# Compito
Quali sono, per favore, i cinque temi del libro Lezioni americane secondo l'intervista a Calvino?

# Brano da leggere
+ + +
Cinzia Farina (cronista del Bullone) e Paolo Di Stefano (giornalista e scrittore, già responsabile della pagina culturale del Corriere della Sera, ha lavorato per la Repubblica e per la casa editrice Einaudi) hanno avuto un incontro emozionante con Italo Calvino, uno tra i maggiori scrittori del secondo Novecento, di certo il più famoso, tradotto e conosciuto in tutto il mondo. Questa è l'intervista impossibile di questo mese.
Italo Calvino (Santiago de Las Vegas, Cuba, 1923 – Siena, Italia, 1985). Scrittore e paroliere italiano. Intellettuale di grande impegno politico, civile e culturale, è stato uno dei narratori italiani più importanti del secondo Novecento.

Ci sono ancora angoli di leggerezza anche nel nostro mondo, ma tutto con moderazione

Vista la pesantezza della vita di oggi, che cosa ci direbbe proprio lei che ci ha insegnato a vivere il grigiore della vita con levità?

«Ci sono ancora angoli di leggerezza anche nel nostro mondo, penso a certi magnifici spettacoli teatrali, certi film. Come sapete ho amato il cinema, ad esempio, ho molto apprezzato l’ultimo film di Wim Wenders. Penso anche a certe manifestazioni dello sport, all’autentica rivelazione di Jannik Sinner, campione della leggerezza nel muoversi e nel giocare la palla.

Per me la leggerezza non è propriamente superficialità, intendo un modo di guardare il mondo e di interpretarlo in un’ottica nuova. La letteratura ha la possibilità di cercare, di spiegare la drammatica pesantezza che ci circonda e raccontare il mondo nella sua essenzialità, nella sua sottile sostanza, liberando l’universo dalle zavorre inutili e ingombranti che ci danno fastidio».

I cinque temi del suo libro Lezioni americane sono leggerezza, rapidità, esattezza, visibilità, e molteplicità. Vengono definite da lei come le qualità necessarie da proiettare nel nuovo millennio. Le ritrova oggi? 

«In qualche misura credo che queste qualità ci siano, ma conservano dentro di sé dei pericoli che si rivelano quando vengono usate male. Per esempio, oggi siamo leggeri: il nostro è il tempo della leggerezza, del software, dei droni, degli eBook, che rispetto al libro fisico non hanno peso. Oggi è l’epoca dei giornali digitali, online. Tutto questo sarebbe magnifico se non esistesse il problema che la leggerezza eccessiva, o mal intesa, rischia di disperderci nel nulla.
+ + +
Elenco dei dati:
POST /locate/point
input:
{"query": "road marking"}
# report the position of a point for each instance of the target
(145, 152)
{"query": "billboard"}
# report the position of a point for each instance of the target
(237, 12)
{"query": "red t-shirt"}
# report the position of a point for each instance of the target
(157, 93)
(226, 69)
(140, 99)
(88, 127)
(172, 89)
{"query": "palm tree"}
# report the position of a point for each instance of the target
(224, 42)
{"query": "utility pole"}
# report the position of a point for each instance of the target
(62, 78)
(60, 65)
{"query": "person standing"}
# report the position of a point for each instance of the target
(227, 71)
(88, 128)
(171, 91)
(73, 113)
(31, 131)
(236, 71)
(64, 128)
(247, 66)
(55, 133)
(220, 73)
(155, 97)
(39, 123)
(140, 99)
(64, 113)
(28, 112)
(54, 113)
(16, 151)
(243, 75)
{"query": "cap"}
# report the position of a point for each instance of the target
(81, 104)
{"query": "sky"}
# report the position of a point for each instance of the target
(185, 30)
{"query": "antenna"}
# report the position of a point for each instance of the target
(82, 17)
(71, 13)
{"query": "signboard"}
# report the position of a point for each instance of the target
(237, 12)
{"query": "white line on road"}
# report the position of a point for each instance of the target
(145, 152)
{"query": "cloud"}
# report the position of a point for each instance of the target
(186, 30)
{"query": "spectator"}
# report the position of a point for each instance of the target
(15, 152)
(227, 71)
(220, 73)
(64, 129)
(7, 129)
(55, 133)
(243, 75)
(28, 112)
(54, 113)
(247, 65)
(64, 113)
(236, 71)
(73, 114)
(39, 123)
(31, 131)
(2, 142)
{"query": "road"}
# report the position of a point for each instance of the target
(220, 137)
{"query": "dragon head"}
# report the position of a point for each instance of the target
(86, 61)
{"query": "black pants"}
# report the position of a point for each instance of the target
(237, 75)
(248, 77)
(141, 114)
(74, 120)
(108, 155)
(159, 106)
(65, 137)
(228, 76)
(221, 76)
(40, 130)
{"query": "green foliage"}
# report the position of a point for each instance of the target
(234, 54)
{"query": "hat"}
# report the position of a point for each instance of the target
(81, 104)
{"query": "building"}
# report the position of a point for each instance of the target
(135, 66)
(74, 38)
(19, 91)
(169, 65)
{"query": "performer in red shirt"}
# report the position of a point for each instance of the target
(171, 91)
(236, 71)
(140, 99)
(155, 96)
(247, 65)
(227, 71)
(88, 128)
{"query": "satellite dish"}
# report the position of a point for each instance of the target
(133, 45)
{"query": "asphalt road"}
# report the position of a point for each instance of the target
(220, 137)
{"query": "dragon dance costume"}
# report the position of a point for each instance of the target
+ + +
# Soluzione
Leggerezza, rapidità, esattezza, visibilità e molteplicità.